▶ **Task description**:
From the bond portfolio commentary below, quote everything from "Mechelany Advisors' BOND" down to "US bond markets.".

▶ **Extract provided**:

Mechelany Advisors' BOND PORTFOLIO Mechelany Advisors’ BOND PORTFOLIO was structured in 2020 for clients wanting to benefit from a EURO-based high yielding portfolio using a leverage of one to one and generating 14 % income per annum.
Since the beginning of 2021, strong economic data, a powerful rally in commodities and the deployment of vaccines around the world has changed the sentiment considerably in global and US bond markets.
US treasury yields have trebled on the US 10-year tenor and more than doubled on 30-year bonds.
At the same time, the yield curve has steepened considerably, anticipating both a return of economic growth and a return of inflation.
Bond investors have become wary of inflation and in fact the bond market is more short than ever in the past 10-years as large bond holders have been hedging their portfolios and speculating on a continuation of the rise in bond yields towards 3 % on the 30 Year Bonds.
Investment grade bonds have followed suit and rose from 2% to 2,54 %, as spread have tightened again.
The real area of danger is in High Yield bonds where investors are not throwing the gauntlet, too happy to earn marginally higher yields at 4.45 %.
HOWEVER the Spread between risky bond and non-risky bonds has fallen to historical extreme, another sign of the full risk-on mentality of investors.
Interestingly enough, despite their regular reassurances, the FED is not able to counter the rise in bond yields and this creates a dangerous situation as equity investors have not yet taken the full measure of the damage caused by rising bond yields on extreme valuations.
Indeed, since February , a major breakdown took place in technology stocks and the switch from Growth to value stocks is the fastest on record.
As investors are massively short bonds, we are taking advantage of the weakness to increase our exposure to Treasury bonds and we are nearing a short term tipping point.
Mechelany Advisors’ BOND PORTFOLIO
We have navigated successfully the extreme volatility of 2020 and our BOND PORTFOLIO is up 34 % almost 1 year after we have created it.
We had been taking our profits regularly while maintaining an acceptable level of income flows. In the past two months, we have started accumulating Treasury bonds while keeping on taking profits on riskier credits
TODAY, WE ARE INCREASING AGAIN OUR EXPOSURE TO US TREASURY BONDS AND HAVE DOUBLED OUR POSITIONS IN THE 10, 20, AND 30 YEARS TENURES.
Our total exposure to US Treasuries is now 115 % of our portfolio, while emerging markets are down to 20 % and EUR denominated bonds 15 %.
As it stands, our BOND PORTFOLIO yields 6.35 % gross and 5.55 % net while being very tilted towards Governments and 30 Year bonds.

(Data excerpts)
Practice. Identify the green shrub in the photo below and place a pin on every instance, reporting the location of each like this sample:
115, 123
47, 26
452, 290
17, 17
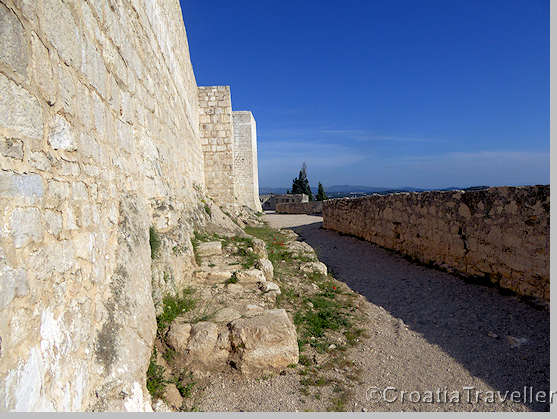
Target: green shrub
232, 280
173, 307
155, 380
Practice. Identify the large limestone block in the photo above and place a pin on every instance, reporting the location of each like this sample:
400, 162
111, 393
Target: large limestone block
259, 248
264, 343
206, 347
178, 335
310, 267
19, 111
13, 50
226, 315
301, 248
209, 248
265, 266
250, 275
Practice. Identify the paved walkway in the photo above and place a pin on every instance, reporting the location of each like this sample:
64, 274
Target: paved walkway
431, 329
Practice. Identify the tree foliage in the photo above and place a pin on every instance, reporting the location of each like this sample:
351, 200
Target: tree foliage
301, 183
321, 196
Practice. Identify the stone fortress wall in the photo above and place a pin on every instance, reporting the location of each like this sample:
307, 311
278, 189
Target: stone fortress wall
99, 141
246, 182
311, 207
500, 233
229, 141
217, 139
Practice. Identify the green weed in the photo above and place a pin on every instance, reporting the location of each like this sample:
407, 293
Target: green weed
173, 307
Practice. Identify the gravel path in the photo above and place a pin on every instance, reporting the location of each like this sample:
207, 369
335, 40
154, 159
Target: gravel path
430, 330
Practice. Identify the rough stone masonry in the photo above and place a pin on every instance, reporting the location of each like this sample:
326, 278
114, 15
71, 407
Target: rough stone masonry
500, 233
103, 134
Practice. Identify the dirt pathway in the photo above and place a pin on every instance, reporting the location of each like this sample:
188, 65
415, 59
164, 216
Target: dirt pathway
431, 331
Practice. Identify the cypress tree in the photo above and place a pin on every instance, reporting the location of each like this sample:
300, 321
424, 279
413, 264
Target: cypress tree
320, 193
301, 183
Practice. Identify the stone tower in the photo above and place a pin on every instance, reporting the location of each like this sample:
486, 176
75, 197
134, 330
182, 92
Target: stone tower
229, 143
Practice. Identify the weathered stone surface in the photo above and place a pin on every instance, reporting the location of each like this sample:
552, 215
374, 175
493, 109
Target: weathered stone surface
209, 248
265, 266
61, 29
219, 276
21, 186
259, 248
312, 207
246, 185
102, 111
265, 342
61, 136
42, 70
173, 396
26, 226
13, 50
289, 234
310, 267
161, 406
234, 288
11, 147
500, 233
178, 335
205, 350
226, 314
250, 275
13, 283
301, 248
19, 111
269, 287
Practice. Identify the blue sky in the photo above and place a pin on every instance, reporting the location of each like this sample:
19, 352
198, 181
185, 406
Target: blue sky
384, 93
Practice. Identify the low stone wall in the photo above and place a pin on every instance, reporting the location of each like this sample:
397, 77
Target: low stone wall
498, 233
313, 207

▶ **Exercise solution**:
Mechelany Advisors' BOND PORTFOLIO Mechelany Advisors’ BOND PORTFOLIO was structured in 2020 for clients wanting to benefit from a EURO-based high yielding portfolio using a leverage of one to one and generating 14 % income per annum.
Since the beginning of 2021, strong economic data, a powerful rally in commodities and the deployment of vaccines around the world has changed the sentiment considerably in global and US bond markets.